Please rewrite every listing below with "determine the location of" swapped for "locate", changing nothing else.

START

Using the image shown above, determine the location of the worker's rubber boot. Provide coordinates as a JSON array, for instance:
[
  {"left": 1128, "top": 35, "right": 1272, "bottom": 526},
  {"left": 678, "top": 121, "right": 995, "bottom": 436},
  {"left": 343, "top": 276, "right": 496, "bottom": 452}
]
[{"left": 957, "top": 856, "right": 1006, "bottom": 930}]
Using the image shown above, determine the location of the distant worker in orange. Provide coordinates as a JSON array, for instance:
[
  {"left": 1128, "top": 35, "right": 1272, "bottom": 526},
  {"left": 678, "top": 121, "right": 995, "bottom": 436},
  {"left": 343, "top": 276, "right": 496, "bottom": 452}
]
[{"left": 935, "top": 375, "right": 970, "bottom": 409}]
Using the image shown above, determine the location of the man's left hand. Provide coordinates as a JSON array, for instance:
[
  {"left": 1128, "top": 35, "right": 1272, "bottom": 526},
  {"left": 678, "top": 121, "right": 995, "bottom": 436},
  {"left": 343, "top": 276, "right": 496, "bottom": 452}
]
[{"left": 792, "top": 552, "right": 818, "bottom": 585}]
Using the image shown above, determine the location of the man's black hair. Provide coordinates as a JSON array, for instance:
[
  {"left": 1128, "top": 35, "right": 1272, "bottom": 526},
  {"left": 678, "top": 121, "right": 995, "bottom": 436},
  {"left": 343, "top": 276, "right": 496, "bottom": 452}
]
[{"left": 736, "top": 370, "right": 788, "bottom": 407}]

END

▶ _Full answer_:
Using the image shown above, locate the worker's rubber boot. Provide coordinates as a JSON array, for instance:
[
  {"left": 1128, "top": 35, "right": 1272, "bottom": 526},
  {"left": 678, "top": 121, "right": 995, "bottom": 436},
  {"left": 343, "top": 276, "right": 496, "bottom": 452}
]
[{"left": 957, "top": 856, "right": 1006, "bottom": 930}]
Using the image shown above, locate the distant worker in orange. Provide coordinates as a JSON array, for instance:
[
  {"left": 1128, "top": 35, "right": 1272, "bottom": 526},
  {"left": 678, "top": 121, "right": 995, "bottom": 436},
  {"left": 343, "top": 276, "right": 496, "bottom": 452}
]
[{"left": 935, "top": 375, "right": 970, "bottom": 409}]
Using the image shown above, locate the man's left hand. Provide coordinates as a JSON array, for instance:
[
  {"left": 1128, "top": 35, "right": 1272, "bottom": 526},
  {"left": 678, "top": 121, "right": 995, "bottom": 436},
  {"left": 343, "top": 276, "right": 496, "bottom": 452}
]
[{"left": 792, "top": 552, "right": 818, "bottom": 585}]
Using the image shown above, locate the man's black hair. Provide coordinates as a JSON array, for instance:
[
  {"left": 1128, "top": 35, "right": 1272, "bottom": 526},
  {"left": 678, "top": 121, "right": 995, "bottom": 436},
  {"left": 343, "top": 276, "right": 496, "bottom": 452}
]
[{"left": 736, "top": 370, "right": 788, "bottom": 407}]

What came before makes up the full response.